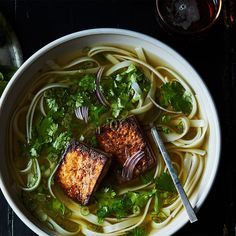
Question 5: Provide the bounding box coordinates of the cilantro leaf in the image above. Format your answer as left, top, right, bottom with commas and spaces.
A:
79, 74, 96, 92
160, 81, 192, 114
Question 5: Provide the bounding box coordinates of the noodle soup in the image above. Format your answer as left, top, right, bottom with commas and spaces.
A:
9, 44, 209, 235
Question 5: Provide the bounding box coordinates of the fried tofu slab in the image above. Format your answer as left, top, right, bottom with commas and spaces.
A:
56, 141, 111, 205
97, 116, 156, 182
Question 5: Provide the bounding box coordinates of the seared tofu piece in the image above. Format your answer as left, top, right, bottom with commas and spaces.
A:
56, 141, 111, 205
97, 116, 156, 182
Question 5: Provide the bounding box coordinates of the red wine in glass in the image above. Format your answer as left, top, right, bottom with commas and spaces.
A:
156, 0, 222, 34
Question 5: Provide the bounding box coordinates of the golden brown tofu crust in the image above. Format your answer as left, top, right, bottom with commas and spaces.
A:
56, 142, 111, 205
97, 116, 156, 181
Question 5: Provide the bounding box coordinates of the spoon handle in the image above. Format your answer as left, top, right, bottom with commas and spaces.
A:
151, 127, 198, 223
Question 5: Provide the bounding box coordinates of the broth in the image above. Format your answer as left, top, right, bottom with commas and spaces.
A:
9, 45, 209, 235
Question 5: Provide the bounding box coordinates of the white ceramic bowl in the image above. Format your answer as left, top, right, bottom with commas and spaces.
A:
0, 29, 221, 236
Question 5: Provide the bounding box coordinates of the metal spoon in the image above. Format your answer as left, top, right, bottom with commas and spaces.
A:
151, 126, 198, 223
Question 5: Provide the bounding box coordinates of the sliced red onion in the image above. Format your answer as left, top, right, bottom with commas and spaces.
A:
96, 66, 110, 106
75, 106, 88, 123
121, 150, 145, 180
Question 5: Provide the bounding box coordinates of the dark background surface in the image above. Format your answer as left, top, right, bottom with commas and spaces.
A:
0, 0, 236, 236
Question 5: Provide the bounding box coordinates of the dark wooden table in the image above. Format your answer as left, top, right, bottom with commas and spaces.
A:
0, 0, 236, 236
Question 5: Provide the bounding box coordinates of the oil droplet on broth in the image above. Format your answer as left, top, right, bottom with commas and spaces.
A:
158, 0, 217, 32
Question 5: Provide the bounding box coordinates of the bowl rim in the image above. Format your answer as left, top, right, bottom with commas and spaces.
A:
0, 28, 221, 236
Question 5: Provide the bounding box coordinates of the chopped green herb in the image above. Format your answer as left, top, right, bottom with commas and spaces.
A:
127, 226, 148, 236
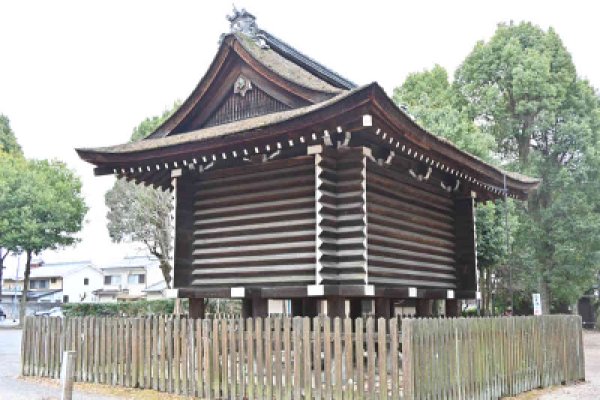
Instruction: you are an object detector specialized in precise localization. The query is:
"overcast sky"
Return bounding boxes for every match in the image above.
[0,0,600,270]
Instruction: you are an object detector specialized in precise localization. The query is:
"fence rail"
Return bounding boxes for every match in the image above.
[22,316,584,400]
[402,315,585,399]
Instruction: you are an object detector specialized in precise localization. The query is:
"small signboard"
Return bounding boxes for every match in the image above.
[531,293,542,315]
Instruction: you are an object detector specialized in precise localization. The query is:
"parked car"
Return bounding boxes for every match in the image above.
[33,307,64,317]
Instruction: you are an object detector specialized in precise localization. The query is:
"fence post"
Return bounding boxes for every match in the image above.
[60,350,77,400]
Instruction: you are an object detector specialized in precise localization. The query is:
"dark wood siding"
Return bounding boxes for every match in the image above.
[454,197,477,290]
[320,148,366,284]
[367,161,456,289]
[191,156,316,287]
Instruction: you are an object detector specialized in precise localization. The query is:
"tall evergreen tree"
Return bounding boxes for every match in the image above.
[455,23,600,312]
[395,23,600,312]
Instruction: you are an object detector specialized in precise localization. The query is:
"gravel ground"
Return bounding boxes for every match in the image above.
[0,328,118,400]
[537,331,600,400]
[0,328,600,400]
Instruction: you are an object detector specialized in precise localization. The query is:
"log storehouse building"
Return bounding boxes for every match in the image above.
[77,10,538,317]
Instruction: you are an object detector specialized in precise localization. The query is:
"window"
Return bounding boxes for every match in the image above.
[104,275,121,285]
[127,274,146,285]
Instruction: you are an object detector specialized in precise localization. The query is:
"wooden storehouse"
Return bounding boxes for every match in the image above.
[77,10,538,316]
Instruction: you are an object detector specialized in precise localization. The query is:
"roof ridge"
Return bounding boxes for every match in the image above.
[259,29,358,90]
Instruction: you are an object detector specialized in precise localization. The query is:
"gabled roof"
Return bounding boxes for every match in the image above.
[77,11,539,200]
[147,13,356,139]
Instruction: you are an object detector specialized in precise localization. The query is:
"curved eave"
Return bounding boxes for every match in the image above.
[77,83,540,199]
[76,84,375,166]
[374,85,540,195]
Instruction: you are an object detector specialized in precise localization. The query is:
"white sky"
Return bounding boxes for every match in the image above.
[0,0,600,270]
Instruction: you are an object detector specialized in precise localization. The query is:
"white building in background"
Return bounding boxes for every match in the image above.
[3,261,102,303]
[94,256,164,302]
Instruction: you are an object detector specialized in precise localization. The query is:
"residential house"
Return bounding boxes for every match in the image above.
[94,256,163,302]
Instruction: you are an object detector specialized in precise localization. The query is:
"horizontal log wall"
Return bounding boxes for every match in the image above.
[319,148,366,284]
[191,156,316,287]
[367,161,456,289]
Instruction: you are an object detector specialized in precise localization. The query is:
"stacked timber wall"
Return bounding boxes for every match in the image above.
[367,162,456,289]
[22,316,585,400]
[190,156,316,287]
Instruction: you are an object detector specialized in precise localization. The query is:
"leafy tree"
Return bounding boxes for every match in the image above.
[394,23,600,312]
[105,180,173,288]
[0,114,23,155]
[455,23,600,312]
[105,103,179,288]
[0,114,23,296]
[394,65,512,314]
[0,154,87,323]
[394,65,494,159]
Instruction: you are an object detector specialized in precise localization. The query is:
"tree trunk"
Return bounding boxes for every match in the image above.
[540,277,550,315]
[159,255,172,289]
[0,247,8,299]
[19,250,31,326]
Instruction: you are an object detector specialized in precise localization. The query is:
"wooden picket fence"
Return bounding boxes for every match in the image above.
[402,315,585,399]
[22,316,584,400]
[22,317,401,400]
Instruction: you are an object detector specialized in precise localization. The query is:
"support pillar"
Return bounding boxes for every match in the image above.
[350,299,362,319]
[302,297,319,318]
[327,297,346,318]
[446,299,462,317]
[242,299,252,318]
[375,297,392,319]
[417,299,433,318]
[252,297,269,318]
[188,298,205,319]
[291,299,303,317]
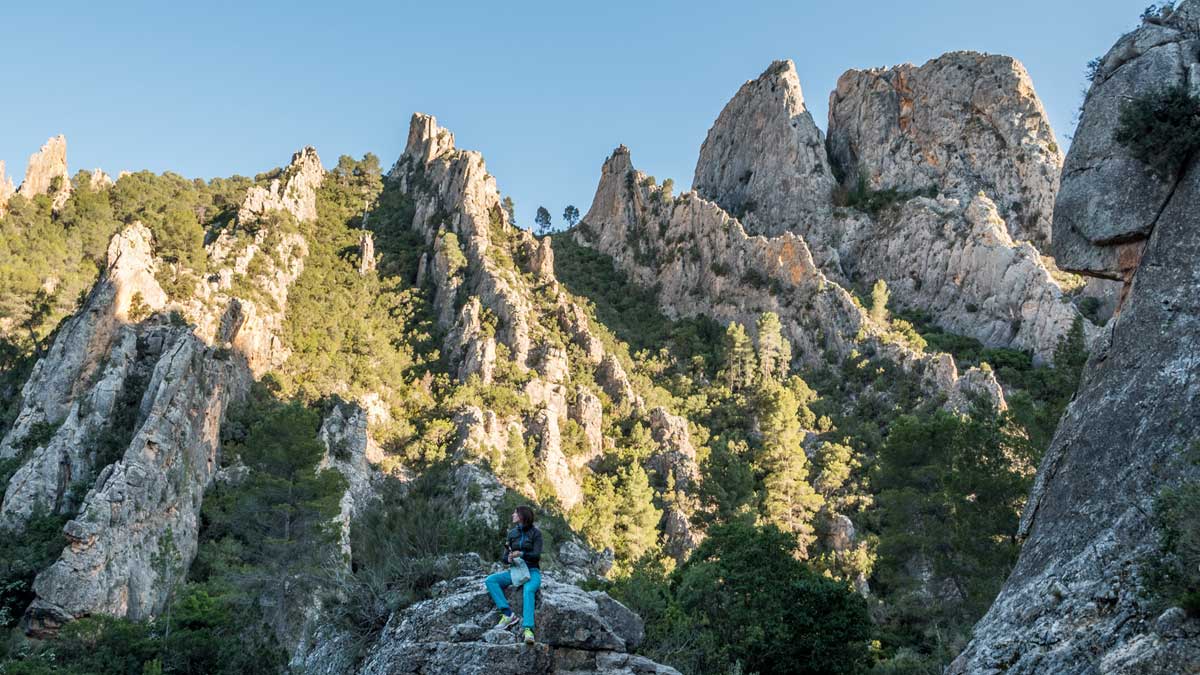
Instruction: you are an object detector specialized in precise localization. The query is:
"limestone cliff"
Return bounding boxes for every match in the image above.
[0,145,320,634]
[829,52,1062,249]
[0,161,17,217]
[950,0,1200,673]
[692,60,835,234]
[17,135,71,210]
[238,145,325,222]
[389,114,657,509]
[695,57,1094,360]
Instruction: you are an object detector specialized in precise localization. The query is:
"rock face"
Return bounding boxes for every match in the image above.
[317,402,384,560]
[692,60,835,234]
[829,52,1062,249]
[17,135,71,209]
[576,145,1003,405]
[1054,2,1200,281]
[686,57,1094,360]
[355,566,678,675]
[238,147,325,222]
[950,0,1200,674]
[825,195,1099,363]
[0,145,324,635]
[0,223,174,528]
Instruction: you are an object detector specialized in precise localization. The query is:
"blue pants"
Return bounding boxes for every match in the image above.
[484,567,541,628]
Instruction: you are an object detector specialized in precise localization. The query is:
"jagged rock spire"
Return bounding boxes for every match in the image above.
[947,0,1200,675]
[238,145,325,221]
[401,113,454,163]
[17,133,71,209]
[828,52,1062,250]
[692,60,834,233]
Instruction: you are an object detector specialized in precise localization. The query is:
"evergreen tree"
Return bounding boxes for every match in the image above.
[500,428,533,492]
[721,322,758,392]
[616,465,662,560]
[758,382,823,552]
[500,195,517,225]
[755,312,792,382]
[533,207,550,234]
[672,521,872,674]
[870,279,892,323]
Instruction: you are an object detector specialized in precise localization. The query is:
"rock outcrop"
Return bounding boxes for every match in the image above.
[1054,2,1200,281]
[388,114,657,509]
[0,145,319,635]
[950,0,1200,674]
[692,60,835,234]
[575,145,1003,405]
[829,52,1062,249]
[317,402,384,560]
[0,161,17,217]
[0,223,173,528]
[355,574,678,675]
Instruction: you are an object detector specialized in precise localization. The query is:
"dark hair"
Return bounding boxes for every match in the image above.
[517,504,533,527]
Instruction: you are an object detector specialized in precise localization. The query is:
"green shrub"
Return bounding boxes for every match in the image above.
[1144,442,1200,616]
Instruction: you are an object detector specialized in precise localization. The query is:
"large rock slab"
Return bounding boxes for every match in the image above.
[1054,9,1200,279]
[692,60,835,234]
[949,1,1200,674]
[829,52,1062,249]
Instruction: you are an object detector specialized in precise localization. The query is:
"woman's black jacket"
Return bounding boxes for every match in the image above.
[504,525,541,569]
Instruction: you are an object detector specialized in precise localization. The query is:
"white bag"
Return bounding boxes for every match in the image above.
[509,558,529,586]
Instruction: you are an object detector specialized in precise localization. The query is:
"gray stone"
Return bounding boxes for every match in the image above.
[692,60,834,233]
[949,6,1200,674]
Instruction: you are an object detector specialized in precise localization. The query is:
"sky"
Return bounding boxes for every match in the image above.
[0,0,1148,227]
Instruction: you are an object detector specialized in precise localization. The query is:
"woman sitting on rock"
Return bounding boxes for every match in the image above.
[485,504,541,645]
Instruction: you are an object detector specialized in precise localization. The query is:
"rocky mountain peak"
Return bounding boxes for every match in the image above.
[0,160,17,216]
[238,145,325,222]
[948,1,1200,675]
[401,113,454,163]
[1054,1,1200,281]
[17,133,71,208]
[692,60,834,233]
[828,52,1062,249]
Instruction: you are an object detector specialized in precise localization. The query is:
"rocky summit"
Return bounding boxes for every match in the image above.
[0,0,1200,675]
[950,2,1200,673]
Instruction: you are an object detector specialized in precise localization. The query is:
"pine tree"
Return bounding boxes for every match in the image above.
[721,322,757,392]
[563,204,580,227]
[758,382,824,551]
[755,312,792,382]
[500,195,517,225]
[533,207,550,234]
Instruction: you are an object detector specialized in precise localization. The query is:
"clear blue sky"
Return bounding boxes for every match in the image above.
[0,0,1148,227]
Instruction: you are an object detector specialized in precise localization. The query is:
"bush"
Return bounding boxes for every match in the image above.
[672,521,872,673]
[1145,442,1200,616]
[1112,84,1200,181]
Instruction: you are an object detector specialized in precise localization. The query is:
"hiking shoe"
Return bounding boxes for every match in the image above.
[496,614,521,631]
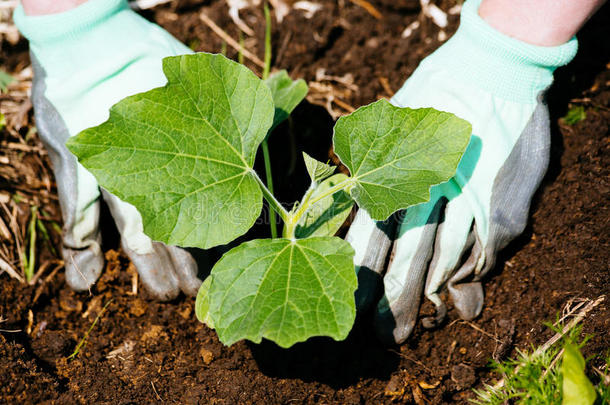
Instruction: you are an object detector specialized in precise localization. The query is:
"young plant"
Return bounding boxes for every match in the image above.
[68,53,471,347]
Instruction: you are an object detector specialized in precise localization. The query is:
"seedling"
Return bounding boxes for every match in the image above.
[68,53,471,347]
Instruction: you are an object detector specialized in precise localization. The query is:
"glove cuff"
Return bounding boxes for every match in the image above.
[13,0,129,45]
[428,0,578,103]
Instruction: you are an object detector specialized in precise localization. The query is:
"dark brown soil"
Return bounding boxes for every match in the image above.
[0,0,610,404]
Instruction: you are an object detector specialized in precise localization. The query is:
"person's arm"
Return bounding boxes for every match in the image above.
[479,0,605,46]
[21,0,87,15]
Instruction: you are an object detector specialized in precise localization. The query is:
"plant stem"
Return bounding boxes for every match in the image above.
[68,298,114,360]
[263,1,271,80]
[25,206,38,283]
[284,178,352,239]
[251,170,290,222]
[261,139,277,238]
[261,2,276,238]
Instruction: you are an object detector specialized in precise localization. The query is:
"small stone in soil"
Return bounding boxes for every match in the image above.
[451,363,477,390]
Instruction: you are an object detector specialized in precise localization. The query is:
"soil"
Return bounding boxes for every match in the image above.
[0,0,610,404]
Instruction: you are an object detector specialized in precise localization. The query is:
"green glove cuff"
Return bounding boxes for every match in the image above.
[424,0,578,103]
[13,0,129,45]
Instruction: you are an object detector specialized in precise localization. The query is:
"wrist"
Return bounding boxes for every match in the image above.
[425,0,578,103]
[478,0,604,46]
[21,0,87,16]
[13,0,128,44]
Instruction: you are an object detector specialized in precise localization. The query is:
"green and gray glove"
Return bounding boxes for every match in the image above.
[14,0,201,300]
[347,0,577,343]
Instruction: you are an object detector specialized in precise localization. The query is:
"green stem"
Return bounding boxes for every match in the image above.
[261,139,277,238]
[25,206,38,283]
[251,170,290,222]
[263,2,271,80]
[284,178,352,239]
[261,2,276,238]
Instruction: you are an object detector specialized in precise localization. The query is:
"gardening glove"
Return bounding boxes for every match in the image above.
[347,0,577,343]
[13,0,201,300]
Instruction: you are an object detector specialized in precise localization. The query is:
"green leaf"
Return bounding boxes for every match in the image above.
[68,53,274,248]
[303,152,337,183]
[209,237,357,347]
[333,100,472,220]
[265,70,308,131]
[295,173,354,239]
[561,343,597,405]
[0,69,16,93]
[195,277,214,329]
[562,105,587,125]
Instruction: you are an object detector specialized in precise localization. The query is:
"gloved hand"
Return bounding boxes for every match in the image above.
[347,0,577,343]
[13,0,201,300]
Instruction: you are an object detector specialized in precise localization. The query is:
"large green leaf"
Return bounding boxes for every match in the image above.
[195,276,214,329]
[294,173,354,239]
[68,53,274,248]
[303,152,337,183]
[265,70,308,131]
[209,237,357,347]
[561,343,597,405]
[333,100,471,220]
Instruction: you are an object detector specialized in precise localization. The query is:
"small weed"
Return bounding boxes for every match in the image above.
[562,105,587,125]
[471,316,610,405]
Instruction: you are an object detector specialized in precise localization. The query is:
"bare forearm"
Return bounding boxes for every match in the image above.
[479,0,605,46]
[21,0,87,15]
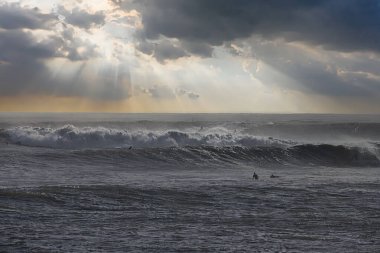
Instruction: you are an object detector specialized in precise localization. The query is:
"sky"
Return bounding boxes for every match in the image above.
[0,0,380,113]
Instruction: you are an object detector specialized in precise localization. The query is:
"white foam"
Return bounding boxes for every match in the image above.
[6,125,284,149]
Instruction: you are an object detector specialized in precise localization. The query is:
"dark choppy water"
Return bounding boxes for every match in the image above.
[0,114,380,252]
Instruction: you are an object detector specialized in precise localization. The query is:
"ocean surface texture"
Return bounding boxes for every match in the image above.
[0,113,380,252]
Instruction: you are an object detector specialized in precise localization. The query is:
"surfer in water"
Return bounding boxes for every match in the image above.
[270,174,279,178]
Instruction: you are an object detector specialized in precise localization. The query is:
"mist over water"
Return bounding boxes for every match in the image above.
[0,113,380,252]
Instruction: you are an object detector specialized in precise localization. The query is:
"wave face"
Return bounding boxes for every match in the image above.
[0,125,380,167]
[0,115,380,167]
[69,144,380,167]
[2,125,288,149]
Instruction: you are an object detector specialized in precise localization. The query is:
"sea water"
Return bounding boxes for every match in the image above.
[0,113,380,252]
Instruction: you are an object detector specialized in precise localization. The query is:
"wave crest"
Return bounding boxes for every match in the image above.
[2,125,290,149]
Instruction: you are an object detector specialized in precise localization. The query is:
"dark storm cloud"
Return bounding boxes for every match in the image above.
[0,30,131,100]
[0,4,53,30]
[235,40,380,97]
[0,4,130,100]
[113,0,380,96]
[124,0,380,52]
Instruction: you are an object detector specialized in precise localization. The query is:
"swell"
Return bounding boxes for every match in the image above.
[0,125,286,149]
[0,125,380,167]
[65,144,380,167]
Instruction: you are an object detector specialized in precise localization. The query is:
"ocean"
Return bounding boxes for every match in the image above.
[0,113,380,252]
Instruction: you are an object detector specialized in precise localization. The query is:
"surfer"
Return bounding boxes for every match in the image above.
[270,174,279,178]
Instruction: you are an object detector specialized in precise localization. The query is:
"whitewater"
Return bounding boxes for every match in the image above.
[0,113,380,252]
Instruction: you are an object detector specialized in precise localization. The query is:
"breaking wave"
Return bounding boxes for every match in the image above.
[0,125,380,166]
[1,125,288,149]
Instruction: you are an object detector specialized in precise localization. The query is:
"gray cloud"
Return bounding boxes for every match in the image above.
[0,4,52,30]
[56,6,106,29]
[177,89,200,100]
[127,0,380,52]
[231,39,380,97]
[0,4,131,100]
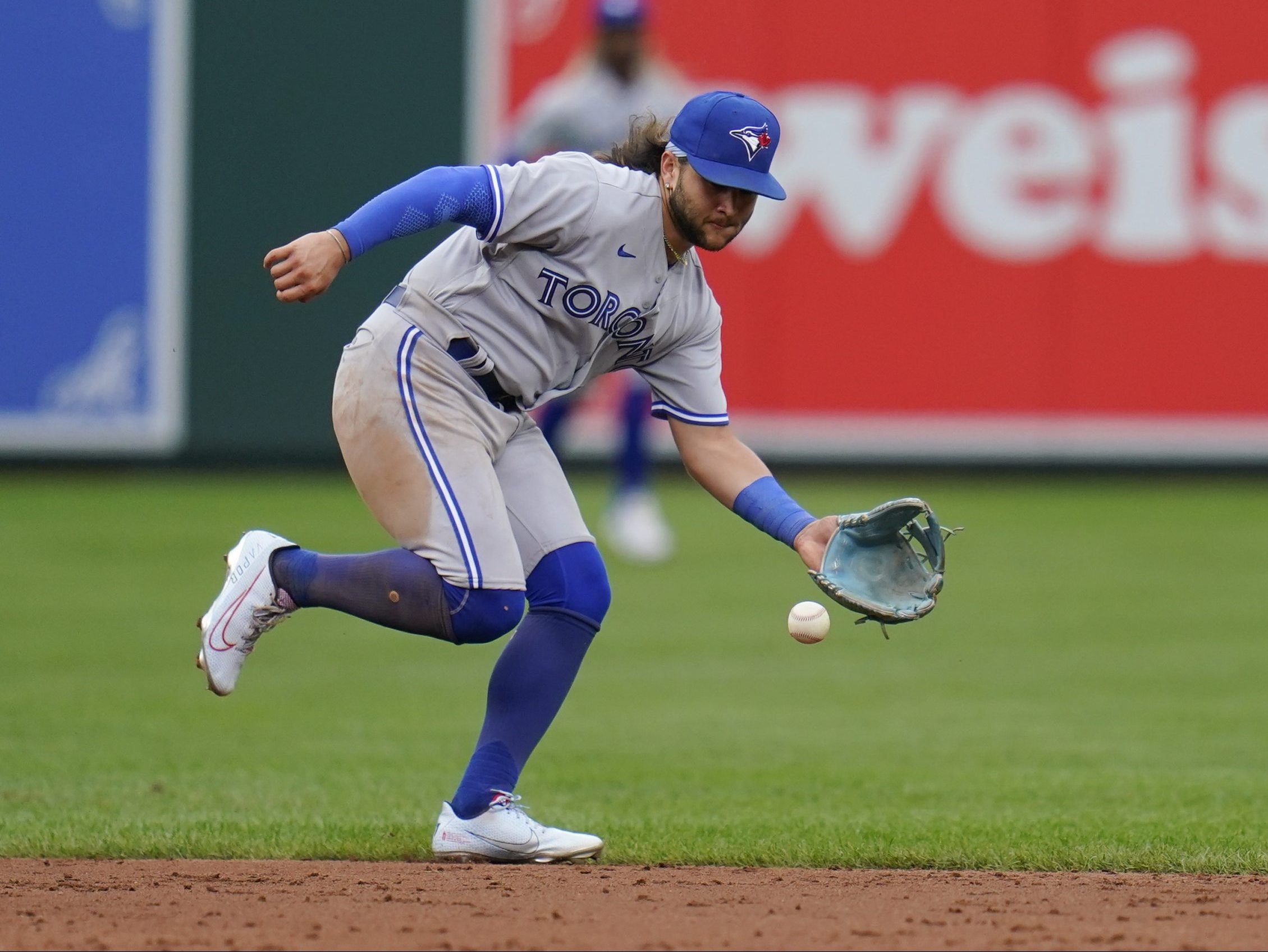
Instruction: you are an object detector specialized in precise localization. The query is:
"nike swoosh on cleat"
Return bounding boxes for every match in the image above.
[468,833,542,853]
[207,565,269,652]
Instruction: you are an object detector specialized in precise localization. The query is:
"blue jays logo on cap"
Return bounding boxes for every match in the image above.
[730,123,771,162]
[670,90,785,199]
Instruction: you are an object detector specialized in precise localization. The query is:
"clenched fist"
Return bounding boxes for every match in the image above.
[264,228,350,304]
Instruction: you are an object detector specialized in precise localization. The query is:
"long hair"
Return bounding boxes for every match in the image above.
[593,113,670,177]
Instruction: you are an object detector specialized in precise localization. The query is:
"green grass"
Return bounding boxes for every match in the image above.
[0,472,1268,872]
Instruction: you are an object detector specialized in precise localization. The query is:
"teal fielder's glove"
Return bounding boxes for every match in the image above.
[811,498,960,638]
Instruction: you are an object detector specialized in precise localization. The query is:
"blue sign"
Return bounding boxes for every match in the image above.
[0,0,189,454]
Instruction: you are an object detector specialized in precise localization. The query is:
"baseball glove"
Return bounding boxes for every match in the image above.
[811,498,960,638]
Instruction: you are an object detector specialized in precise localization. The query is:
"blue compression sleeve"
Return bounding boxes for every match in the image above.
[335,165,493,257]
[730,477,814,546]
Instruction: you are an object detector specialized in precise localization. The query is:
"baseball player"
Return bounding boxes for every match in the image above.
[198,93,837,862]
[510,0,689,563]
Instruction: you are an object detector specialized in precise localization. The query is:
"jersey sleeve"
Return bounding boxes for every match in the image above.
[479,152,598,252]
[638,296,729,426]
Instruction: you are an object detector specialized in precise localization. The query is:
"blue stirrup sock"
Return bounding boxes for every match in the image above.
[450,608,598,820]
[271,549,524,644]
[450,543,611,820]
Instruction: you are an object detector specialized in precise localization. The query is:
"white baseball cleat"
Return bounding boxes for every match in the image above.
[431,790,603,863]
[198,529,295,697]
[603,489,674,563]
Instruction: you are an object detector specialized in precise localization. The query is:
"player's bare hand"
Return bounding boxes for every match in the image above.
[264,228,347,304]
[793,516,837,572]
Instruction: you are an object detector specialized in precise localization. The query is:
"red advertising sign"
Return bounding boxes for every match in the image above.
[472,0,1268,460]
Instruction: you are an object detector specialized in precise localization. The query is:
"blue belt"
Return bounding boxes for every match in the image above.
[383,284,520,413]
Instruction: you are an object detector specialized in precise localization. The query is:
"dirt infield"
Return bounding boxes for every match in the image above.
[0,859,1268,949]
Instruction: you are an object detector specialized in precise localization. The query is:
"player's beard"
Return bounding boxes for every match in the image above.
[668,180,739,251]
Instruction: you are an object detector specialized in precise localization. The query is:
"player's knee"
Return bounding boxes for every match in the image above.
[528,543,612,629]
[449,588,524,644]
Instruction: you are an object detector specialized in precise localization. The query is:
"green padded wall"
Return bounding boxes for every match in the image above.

□ □ □ □ □

[Stated problem]
Please show, in full, every line of the listing above that contains the string "broth". Case counts.

[Final result]
Question 5: Provide the bounding box coordinates of the broth in the image above. Format your answer as left, top, right, bottom with commas and spaces.
Question 5: Provide the bounding box coordinates of the oil droplet on broth in the image above. Format your answer as left, top, right, bottom with commas and spaces.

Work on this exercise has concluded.